Text for analysis
==============================

The aim of the Committee is to scrutinise the work of the Scottish Government and make policy recommendations for the improvement of public health. GDP Donald Morrison from BDA Scotland gave evidence on behalf of the dental profession and outlined the challenges facing dentists and patients in Scotland. He explained that NHS dental services in Scotland were “broken” and “not fit for purpose”, as he appealed to the Committee to include dentistry and oral health in their programme of work.
There are few parts of our health service that have been hit as badly by the pandemic as dentistry. Donald explained that over four million appointments have been lost in Scotland since March 2020 and this colossal backlog only continues to grow.
NHS dental services are facing a double whammy of increased demand while supply of dentistry remains limited for the foreseeable future. This is because the disruption to ongoing care, the suspension of public health programmes such as ChildSmile, and changes in lifestyle and dietary habits during lockdown are likely to significantly increase the need for dental treatment.
Dental teams are doing all they can, but patients are getting increasingly frustrated and angry about the lack of access to dental care which adds to the stress and pressure on already hard-pressed staff. Donald called for meaningful and timely communication from the Government, both in terms of speaking to the profession and explaining to the general public that we’re still far from “business as usual”.
The Scottish Government has pledged to rollout free NHS dental care across Scotland in the lifetime of this Parliament, but they have yet to detail whether the appropriate human and financial resources will be put in place to meet the likely increase in demand. Donald stressed that dentists found out about the roll-out of free dentistry to 18-25-year-olds with just a day’s notice, and called on the Government to improve their engagement with the profession going forward.
The huge backlog across primary and secondary dental care will also have a knock-on effect on oral health inequalities as well as early detection and survival rates of oral cancer.

==============================

Saved entries
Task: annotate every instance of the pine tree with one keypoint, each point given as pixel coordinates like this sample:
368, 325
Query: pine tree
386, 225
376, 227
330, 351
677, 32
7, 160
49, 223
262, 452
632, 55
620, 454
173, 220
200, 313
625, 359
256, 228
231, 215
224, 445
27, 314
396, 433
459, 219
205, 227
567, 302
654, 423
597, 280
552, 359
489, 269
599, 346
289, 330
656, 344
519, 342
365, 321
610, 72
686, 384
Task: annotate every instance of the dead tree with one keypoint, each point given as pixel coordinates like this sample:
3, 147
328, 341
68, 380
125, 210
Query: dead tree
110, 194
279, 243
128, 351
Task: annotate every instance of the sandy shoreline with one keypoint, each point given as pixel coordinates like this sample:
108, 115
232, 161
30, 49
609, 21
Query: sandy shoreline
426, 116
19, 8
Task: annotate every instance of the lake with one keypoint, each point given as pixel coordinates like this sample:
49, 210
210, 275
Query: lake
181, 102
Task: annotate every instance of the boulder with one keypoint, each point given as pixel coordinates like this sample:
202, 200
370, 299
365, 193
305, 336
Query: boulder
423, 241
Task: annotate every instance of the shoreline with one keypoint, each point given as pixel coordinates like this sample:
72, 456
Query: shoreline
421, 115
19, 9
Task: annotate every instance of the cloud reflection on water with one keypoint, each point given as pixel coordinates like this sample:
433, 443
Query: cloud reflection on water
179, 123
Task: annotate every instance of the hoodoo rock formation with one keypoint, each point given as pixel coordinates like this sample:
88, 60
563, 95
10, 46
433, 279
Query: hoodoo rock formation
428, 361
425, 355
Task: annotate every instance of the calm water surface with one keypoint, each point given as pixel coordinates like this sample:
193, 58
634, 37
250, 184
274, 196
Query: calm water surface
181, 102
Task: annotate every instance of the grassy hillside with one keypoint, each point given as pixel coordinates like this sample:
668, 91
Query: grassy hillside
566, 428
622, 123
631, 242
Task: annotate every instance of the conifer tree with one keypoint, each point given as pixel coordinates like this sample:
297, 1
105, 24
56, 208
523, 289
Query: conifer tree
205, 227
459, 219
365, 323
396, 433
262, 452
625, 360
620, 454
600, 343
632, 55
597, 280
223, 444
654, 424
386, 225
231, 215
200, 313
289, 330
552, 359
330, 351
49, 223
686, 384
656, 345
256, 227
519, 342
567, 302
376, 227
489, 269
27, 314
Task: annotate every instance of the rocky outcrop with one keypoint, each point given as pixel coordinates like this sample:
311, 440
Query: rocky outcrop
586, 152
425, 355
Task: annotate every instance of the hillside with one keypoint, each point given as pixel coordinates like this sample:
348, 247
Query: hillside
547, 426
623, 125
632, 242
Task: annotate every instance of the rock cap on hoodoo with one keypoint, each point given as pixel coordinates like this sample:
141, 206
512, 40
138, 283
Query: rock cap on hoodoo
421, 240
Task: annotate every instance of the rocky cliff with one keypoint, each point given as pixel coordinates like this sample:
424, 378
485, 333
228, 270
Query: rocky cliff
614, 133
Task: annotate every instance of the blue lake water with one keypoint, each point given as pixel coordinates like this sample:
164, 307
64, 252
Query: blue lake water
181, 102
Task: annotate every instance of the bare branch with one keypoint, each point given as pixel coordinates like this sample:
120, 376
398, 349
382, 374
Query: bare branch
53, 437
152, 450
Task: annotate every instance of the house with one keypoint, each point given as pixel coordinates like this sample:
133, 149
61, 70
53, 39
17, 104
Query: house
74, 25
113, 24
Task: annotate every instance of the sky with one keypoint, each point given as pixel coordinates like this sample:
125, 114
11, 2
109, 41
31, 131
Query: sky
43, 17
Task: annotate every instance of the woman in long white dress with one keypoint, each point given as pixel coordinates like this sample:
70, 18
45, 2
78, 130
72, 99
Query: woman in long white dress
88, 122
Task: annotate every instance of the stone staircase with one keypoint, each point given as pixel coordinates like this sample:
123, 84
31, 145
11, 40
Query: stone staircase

==============================

Goal of the exercise
According to the text on NHS dentistry in Scotland above, which factors are likely to significantly increase the need for dental treatment? List them all.

Expected answer
- The disruption to ongoing care
- The suspension of public health programmes such as ChildSmile
- Changes in lifestyle and dietary habits during lockdown